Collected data

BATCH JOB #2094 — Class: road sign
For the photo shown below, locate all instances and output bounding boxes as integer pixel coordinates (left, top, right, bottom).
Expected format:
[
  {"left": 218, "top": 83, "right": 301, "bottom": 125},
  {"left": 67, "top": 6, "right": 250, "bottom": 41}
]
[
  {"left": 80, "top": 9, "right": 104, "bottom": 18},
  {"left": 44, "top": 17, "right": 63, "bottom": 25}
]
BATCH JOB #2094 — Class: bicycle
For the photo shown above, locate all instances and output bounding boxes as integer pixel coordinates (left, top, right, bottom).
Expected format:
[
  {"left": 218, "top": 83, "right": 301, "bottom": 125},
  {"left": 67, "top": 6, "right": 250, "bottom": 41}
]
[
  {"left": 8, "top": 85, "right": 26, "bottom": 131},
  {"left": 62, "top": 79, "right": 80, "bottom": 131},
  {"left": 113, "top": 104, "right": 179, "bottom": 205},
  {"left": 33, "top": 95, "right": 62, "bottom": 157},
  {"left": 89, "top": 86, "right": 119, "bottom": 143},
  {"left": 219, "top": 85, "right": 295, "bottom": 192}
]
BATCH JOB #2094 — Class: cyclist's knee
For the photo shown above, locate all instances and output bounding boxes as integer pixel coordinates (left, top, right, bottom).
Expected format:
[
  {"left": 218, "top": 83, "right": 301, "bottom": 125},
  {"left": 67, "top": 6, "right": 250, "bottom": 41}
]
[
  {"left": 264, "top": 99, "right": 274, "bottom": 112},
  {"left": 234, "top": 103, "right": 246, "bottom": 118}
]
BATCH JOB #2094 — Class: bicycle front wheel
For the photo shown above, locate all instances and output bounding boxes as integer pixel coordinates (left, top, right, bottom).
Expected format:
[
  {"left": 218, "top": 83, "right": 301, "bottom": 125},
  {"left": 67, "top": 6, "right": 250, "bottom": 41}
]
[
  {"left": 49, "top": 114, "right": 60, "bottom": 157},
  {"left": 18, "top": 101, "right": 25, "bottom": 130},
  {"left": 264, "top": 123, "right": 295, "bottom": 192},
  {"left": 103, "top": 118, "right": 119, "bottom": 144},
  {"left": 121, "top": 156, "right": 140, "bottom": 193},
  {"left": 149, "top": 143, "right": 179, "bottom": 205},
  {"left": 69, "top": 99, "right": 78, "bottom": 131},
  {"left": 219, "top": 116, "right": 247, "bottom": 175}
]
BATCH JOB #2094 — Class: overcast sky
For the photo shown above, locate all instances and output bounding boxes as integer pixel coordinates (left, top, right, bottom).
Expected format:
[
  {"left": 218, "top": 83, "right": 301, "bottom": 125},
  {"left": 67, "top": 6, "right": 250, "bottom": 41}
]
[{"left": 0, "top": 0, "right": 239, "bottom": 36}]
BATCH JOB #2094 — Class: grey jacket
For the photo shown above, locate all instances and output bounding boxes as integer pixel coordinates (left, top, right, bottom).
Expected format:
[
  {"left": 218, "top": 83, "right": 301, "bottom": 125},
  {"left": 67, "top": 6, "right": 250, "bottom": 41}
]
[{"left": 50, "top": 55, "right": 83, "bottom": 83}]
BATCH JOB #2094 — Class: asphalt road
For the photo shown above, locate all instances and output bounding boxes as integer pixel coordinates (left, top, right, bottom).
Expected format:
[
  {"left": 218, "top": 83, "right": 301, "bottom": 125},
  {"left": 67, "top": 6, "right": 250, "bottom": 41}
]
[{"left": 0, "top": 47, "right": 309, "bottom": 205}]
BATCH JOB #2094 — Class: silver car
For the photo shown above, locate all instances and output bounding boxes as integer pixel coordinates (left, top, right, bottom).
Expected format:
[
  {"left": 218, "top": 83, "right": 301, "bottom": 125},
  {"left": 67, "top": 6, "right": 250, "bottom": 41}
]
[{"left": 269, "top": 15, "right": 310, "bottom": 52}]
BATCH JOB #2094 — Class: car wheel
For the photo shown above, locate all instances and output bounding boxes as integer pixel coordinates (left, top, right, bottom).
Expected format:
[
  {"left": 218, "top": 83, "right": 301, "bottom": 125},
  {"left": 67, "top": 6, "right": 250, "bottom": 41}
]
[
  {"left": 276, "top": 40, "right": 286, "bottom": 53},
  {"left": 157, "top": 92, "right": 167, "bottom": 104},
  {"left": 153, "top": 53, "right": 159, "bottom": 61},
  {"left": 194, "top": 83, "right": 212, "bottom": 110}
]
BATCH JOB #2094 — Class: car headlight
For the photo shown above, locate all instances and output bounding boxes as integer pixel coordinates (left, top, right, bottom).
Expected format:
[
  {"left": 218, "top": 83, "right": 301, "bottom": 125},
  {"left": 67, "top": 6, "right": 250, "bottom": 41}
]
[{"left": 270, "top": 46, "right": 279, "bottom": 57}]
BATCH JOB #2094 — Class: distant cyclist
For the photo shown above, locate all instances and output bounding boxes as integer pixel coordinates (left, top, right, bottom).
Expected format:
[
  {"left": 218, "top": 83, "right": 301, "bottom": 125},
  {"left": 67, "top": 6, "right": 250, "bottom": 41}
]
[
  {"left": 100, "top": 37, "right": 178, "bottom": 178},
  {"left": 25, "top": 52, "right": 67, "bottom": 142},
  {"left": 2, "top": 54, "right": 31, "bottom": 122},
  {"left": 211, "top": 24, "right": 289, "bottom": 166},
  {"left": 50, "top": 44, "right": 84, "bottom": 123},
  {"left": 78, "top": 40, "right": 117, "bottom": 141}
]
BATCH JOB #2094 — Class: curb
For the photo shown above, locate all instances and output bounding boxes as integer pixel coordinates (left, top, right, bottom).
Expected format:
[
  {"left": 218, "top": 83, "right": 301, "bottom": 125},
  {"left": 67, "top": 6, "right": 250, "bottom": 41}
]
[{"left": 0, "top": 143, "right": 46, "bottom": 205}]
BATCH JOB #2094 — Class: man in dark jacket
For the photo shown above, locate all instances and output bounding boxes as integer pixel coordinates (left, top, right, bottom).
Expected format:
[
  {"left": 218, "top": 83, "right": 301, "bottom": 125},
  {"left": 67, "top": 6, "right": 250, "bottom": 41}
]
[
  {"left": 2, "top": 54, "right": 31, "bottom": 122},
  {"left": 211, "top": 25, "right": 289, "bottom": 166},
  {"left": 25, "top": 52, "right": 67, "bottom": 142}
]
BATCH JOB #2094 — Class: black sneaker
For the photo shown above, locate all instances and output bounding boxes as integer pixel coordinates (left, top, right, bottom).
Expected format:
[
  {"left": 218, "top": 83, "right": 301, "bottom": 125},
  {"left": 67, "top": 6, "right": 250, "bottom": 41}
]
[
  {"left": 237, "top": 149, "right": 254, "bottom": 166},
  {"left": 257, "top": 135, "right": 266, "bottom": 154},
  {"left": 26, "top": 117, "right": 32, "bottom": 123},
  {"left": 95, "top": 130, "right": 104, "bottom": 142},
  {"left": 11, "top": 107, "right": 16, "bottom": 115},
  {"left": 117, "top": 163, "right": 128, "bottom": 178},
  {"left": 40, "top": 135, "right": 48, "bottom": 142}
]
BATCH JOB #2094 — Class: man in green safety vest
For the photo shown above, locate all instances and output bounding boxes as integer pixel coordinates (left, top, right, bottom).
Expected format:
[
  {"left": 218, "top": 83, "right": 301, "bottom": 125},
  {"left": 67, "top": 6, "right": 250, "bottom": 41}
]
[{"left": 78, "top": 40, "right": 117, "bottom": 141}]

> **Task to carry out**
Set down the records again, exactly.

> **Task response**
BATCH JOB #2094 — Class: road sign
For the photo shown below, locate all instances and output bounding boxes as integer pixel coordinates (left, top, right, bottom).
Expected format:
[
  {"left": 218, "top": 83, "right": 301, "bottom": 125},
  {"left": 67, "top": 6, "right": 250, "bottom": 41}
]
[
  {"left": 80, "top": 9, "right": 104, "bottom": 18},
  {"left": 44, "top": 17, "right": 63, "bottom": 25}
]
BATCH JOB #2094 — Class: bicycle
For the photo shown above, locate all instances and output bounding boxes as integer pixel coordinates (left, top, right, bottom).
Expected format:
[
  {"left": 218, "top": 83, "right": 301, "bottom": 125},
  {"left": 67, "top": 6, "right": 250, "bottom": 41}
]
[
  {"left": 8, "top": 85, "right": 26, "bottom": 131},
  {"left": 62, "top": 79, "right": 80, "bottom": 131},
  {"left": 113, "top": 104, "right": 179, "bottom": 205},
  {"left": 33, "top": 95, "right": 62, "bottom": 157},
  {"left": 89, "top": 86, "right": 119, "bottom": 143},
  {"left": 219, "top": 85, "right": 295, "bottom": 192}
]
BATCH JOB #2094 — Class: cyclist's knee
For the photo shown above, locate all instances and output bounding boxes as integer pixel coordinates (left, top, right, bottom).
Expected format:
[
  {"left": 218, "top": 83, "right": 301, "bottom": 125},
  {"left": 67, "top": 6, "right": 250, "bottom": 41}
]
[
  {"left": 264, "top": 99, "right": 274, "bottom": 112},
  {"left": 234, "top": 103, "right": 246, "bottom": 118}
]
BATCH JOB #2094 — Class: bicycle front wheel
For the photo shown above, locate all instances and output bounding boxes as integer pixel coordinates (left, top, right, bottom).
Expected format:
[
  {"left": 218, "top": 83, "right": 301, "bottom": 125},
  {"left": 67, "top": 6, "right": 250, "bottom": 41}
]
[
  {"left": 49, "top": 114, "right": 60, "bottom": 157},
  {"left": 18, "top": 101, "right": 25, "bottom": 130},
  {"left": 264, "top": 123, "right": 295, "bottom": 192},
  {"left": 103, "top": 118, "right": 119, "bottom": 144},
  {"left": 121, "top": 156, "right": 140, "bottom": 193},
  {"left": 149, "top": 143, "right": 179, "bottom": 205},
  {"left": 69, "top": 99, "right": 78, "bottom": 131},
  {"left": 219, "top": 116, "right": 247, "bottom": 175}
]
BATCH JOB #2094 — Class: overcast sky
For the photo shown above, locate all instances and output bounding boxes as integer pixel coordinates (left, top, right, bottom).
Expected format:
[
  {"left": 218, "top": 83, "right": 301, "bottom": 125},
  {"left": 67, "top": 6, "right": 250, "bottom": 41}
]
[{"left": 0, "top": 0, "right": 239, "bottom": 36}]
BATCH JOB #2094 — Class: grey jacket
For the photo shown above, locate all instances and output bounding boxes as integer pixel coordinates (left, top, right, bottom).
Expected format:
[
  {"left": 218, "top": 83, "right": 301, "bottom": 125},
  {"left": 67, "top": 6, "right": 250, "bottom": 41}
]
[{"left": 50, "top": 55, "right": 83, "bottom": 83}]
BATCH JOB #2094 — Class: asphalt road
For the photo shown above, locate all instances and output bounding boxes as integer pixel coordinates (left, top, right, bottom).
Expected format:
[
  {"left": 218, "top": 83, "right": 301, "bottom": 125},
  {"left": 67, "top": 6, "right": 250, "bottom": 41}
]
[{"left": 0, "top": 47, "right": 309, "bottom": 205}]
BATCH JOB #2094 — Class: silver car
For the photo shown above, locate all instances and output bounding boxes as integer pixel coordinates (left, top, right, bottom).
Expected format:
[
  {"left": 218, "top": 83, "right": 301, "bottom": 125},
  {"left": 67, "top": 6, "right": 250, "bottom": 41}
]
[{"left": 269, "top": 15, "right": 310, "bottom": 52}]
BATCH JOB #2094 — Class: car wheel
For the photo shown above, locate all instances and output bounding boxes as integer pixel coordinates (left, top, right, bottom).
Expected format:
[
  {"left": 218, "top": 83, "right": 301, "bottom": 125},
  {"left": 67, "top": 6, "right": 250, "bottom": 41}
]
[
  {"left": 276, "top": 40, "right": 286, "bottom": 53},
  {"left": 157, "top": 92, "right": 167, "bottom": 104},
  {"left": 153, "top": 53, "right": 159, "bottom": 61},
  {"left": 194, "top": 83, "right": 212, "bottom": 110}
]
BATCH JOB #2094 — Class: car headlight
For the photo shown above, locate all instances and output bounding boxes as integer pixel coordinates (left, top, right, bottom).
Expected format:
[
  {"left": 218, "top": 83, "right": 301, "bottom": 125},
  {"left": 67, "top": 6, "right": 250, "bottom": 41}
]
[{"left": 270, "top": 46, "right": 279, "bottom": 57}]
BATCH JOB #2094 — Class: distant cyclist
For the photo shown above, locate all instances and output bounding boxes as integer pixel coordinates (left, top, right, bottom).
Expected format:
[
  {"left": 218, "top": 83, "right": 301, "bottom": 125},
  {"left": 67, "top": 6, "right": 250, "bottom": 41}
]
[
  {"left": 100, "top": 37, "right": 178, "bottom": 178},
  {"left": 25, "top": 52, "right": 67, "bottom": 142},
  {"left": 2, "top": 54, "right": 31, "bottom": 122},
  {"left": 211, "top": 24, "right": 289, "bottom": 166},
  {"left": 50, "top": 44, "right": 84, "bottom": 123},
  {"left": 78, "top": 40, "right": 117, "bottom": 141}
]
BATCH JOB #2094 — Class: curb
For the photo shown above, locate all instances and output bounding boxes as integer pixel coordinates (left, top, right, bottom).
Expected format:
[
  {"left": 218, "top": 83, "right": 301, "bottom": 125},
  {"left": 67, "top": 6, "right": 250, "bottom": 41}
]
[{"left": 0, "top": 143, "right": 46, "bottom": 205}]
BATCH JOB #2094 — Class: man in dark jacket
For the photo shown above, locate all instances and output bounding boxes as integer pixel coordinates (left, top, right, bottom).
Expected format:
[
  {"left": 218, "top": 83, "right": 301, "bottom": 125},
  {"left": 67, "top": 6, "right": 250, "bottom": 41}
]
[
  {"left": 2, "top": 54, "right": 31, "bottom": 122},
  {"left": 211, "top": 25, "right": 289, "bottom": 166},
  {"left": 25, "top": 52, "right": 67, "bottom": 142}
]
BATCH JOB #2094 — Class: black sneaker
For the photo shown above, locate all instances and output bounding boxes as integer pixel coordinates (left, top, right, bottom).
Expected format:
[
  {"left": 218, "top": 83, "right": 301, "bottom": 125},
  {"left": 67, "top": 6, "right": 250, "bottom": 41}
]
[
  {"left": 237, "top": 149, "right": 254, "bottom": 166},
  {"left": 257, "top": 135, "right": 266, "bottom": 154},
  {"left": 26, "top": 117, "right": 32, "bottom": 123},
  {"left": 95, "top": 130, "right": 104, "bottom": 142},
  {"left": 11, "top": 107, "right": 16, "bottom": 115},
  {"left": 117, "top": 163, "right": 128, "bottom": 178},
  {"left": 40, "top": 135, "right": 48, "bottom": 142}
]
BATCH JOB #2094 — Class: man in green safety vest
For the photo shown above, locate all instances and output bounding boxes as integer pixel coordinates (left, top, right, bottom).
Expected format:
[
  {"left": 218, "top": 83, "right": 301, "bottom": 125},
  {"left": 67, "top": 6, "right": 250, "bottom": 41}
]
[{"left": 78, "top": 40, "right": 117, "bottom": 141}]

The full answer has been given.